> **SOURCE EXTRACT**:
======

Over 23,000 Web servers were infected with a backdoor called CryptoPHP that’s bundled with pirated themes and plug-ins for popular content management systems.
CryptoPHP is a malicious script that provides remote attackers with the ability to execute rogue code on Web servers and to inject malicious content into websites that are hosted on them.
According to Dutch security firm Fox-IT, which published a report about the threat last week, the backdoor is used primarily for black hat search engine optimization (BHSEO), an operation that involves injecting rogue keywords and pages into compromised sites to hijack their search engine rankings and push malicious content higher up in search results.
Unlike most website backdoors, CryptoPHP is not installed by exploiting vulnerabilities. Instead attackers distribute pirated versions of commercial plug-ins and themes for Joomla, WordPress and Drupal through several sites and wait for webmasters to download and install them on their own websites. Those pirated plug-ins and themes have the CryptoPHP backdoor embedded into them.

======

> **WORK INSTRUCTION A**: According to the CryptoPHP article, which Dutch security firm published a report about the threat?
> **WORK INSTRUCTION B**: Carry the CryptoPHP article forward from its last sentence.

> **DATA EXCERPTS**:
======

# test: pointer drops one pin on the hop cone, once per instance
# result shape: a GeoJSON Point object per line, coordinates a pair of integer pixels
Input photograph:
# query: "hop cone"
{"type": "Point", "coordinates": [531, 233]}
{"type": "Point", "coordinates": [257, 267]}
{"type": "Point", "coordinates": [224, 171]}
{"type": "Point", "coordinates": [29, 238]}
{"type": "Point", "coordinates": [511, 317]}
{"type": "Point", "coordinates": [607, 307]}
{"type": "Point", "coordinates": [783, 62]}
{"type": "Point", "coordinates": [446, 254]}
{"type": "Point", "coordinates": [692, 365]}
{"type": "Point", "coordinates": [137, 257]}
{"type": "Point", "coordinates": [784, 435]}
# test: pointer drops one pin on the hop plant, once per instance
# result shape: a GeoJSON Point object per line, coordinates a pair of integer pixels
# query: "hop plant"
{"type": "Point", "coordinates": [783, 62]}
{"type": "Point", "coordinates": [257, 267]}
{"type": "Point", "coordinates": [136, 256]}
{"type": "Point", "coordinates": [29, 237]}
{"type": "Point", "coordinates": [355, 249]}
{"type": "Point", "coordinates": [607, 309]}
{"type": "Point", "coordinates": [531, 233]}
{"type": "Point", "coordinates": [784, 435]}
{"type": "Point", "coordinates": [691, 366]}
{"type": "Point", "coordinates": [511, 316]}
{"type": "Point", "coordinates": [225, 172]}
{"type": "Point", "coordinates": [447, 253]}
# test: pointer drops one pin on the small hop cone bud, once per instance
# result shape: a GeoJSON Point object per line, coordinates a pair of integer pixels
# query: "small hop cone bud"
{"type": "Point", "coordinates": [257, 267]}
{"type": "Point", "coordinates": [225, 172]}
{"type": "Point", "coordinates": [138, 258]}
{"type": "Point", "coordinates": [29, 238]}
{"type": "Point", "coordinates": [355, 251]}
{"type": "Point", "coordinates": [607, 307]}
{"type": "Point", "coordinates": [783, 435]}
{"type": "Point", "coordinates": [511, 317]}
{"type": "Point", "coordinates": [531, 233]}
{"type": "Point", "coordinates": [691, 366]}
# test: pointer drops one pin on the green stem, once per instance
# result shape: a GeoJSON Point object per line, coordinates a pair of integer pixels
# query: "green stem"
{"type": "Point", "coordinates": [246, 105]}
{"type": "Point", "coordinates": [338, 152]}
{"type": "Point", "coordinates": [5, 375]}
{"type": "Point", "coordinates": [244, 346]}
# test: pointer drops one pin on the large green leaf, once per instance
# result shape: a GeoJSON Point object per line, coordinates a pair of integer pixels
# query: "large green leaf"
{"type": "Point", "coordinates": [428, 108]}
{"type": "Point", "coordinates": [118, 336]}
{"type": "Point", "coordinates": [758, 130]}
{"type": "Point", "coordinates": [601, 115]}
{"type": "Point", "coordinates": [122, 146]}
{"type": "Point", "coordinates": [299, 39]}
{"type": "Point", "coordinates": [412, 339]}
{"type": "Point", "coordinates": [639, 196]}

======

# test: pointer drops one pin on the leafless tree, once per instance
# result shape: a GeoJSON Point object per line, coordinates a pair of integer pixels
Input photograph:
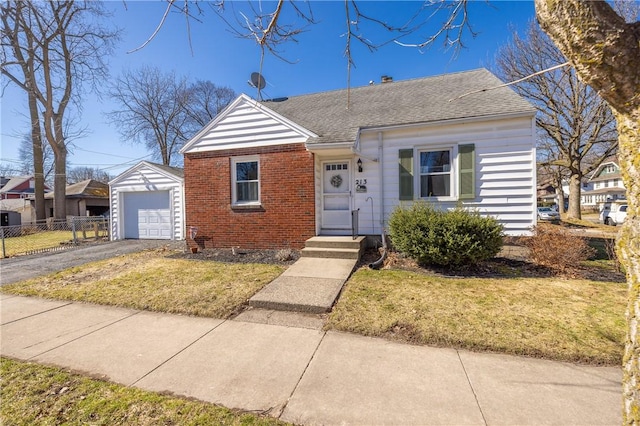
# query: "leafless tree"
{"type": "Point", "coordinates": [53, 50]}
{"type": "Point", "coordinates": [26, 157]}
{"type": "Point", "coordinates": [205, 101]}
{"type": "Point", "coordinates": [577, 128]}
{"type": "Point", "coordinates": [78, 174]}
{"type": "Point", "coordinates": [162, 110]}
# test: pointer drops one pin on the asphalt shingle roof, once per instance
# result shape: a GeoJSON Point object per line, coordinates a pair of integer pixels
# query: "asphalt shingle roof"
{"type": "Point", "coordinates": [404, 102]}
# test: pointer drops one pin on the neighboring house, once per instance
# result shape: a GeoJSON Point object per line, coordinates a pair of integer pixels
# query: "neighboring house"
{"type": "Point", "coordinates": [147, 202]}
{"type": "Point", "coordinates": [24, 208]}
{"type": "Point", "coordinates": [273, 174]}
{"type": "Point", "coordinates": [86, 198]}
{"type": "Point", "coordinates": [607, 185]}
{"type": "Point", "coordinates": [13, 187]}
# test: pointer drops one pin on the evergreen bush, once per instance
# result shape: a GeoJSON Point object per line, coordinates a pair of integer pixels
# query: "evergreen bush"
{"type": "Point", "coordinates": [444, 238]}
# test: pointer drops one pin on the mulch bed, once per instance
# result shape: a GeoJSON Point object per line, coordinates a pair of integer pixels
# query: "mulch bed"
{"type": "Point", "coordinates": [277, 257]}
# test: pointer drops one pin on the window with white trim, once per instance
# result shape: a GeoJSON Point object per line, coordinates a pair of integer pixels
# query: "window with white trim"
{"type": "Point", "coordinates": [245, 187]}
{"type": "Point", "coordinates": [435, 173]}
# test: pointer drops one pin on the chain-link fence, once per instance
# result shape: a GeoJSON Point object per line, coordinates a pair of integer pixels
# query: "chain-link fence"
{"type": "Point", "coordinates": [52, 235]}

======

> **ANSWER AREA A**: Fox-IT

> **ANSWER AREA B**:
Web servers infected with CryptoPHP act as a botnet. They connect to command-and-control servers operated by the attackers using an encrypted communication channel and listen for commands.
With help from the Dutch government’s National Cyber Security Center and the Abuse.ch, Shadowserver Foundation and Spamhaus cybercrime fighting organizations, Fox-IT took control of the CryptoPHP command-and-control domains and directed them to servers under its control to gather statistics—an operation known as sinkholing.
“In total 23,693 unique IP addresses connected to the sinkholes,” Fox-IT’s researchers said Wednesday in a blog post. However, the number of affected websites is likely higher, because some of those IP addresses correspond to shared Web hosting servers that have more than one infected sites.
The top five countries for CryptoPHP infections were the U.S. (8,657 IP addresses), Germany (2,877 IP addresses), France (1,231 IP addresses), the Netherlands (1,008 IP addresses) and Turkey (749 IP addresses).
Since Fox-IT published its CryptoPHP report last week, attackers took down the websites that hosted the rogue plug-ins and themes and set up new ones. They also pushed out a new version of the backdoor, possibly in an attempt to evade detection.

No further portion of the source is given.